Please edit the part of the listing that opens with the line containing "pinpoint the large" and closes with the line containing "[285,77,304,86]", replacing "ship" with "vessel" and leaving everything else unchanged. Return only those lines.
>> Begin PROVIDED RECORDS
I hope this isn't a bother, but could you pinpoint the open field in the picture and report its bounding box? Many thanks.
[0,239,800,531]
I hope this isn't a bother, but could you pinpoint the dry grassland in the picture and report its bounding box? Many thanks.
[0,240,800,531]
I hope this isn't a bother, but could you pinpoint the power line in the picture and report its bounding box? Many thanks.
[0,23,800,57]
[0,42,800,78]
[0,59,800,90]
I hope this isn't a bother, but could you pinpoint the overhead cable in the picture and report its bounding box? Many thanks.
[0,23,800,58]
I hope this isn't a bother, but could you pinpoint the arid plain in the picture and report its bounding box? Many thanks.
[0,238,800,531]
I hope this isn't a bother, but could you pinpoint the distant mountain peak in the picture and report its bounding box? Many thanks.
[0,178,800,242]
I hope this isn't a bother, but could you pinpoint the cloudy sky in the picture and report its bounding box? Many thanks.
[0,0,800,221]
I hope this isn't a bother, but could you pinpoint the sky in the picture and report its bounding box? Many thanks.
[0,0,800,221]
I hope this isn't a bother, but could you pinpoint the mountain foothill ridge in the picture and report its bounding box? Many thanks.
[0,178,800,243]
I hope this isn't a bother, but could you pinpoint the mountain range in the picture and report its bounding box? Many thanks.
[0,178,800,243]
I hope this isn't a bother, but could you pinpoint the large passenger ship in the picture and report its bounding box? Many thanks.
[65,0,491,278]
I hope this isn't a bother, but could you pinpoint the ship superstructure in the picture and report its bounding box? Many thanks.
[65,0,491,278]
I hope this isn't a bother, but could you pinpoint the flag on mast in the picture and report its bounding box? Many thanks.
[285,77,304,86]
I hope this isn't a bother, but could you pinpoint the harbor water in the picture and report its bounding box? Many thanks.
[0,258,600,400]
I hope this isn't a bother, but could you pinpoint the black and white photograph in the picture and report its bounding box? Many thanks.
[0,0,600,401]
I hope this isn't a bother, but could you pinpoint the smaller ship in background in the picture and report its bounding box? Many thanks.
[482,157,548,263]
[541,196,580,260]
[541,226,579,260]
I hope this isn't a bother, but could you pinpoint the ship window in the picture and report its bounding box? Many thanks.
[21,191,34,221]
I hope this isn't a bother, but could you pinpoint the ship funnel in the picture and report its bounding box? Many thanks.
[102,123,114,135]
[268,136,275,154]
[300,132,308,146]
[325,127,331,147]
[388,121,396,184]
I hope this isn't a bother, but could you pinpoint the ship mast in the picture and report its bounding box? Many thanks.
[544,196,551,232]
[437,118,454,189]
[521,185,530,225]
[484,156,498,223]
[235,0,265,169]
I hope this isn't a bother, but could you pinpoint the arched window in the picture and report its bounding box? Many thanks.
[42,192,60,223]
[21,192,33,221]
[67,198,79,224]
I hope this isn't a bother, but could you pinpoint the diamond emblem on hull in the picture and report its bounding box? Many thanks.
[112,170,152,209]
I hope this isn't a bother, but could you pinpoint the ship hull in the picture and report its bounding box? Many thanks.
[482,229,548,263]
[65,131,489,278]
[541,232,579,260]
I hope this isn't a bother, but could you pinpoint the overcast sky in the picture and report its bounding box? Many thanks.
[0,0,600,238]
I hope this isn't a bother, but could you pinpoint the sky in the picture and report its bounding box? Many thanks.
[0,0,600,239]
>> End PROVIDED RECORDS
>> Begin PROVIDED RECORDS
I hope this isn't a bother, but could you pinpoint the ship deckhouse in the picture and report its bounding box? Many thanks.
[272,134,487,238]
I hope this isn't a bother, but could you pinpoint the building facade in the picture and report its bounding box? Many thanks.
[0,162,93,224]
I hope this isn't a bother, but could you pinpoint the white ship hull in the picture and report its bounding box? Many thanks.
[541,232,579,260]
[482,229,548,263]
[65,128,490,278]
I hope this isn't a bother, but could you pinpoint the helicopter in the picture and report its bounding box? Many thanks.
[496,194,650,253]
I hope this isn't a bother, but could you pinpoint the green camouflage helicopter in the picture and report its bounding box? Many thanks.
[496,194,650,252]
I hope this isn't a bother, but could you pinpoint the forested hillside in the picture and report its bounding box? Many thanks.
>> End PROVIDED RECORDS
**WRITTEN ANSWER:**
I hope this isn't a bother, but could you pinpoint the large passenger vessel in the picture and report its bounding box? Many thanks.
[65,0,491,278]
I hope this isn't a bother, but could you pinpoint the vessel superstructure in the picture and report its bounding box? Many thanks.
[65,0,491,278]
I hope this isn't a bother, but could you pinpoint the flag on mast in the picture and report its bounding box? Many thanks.
[285,77,304,86]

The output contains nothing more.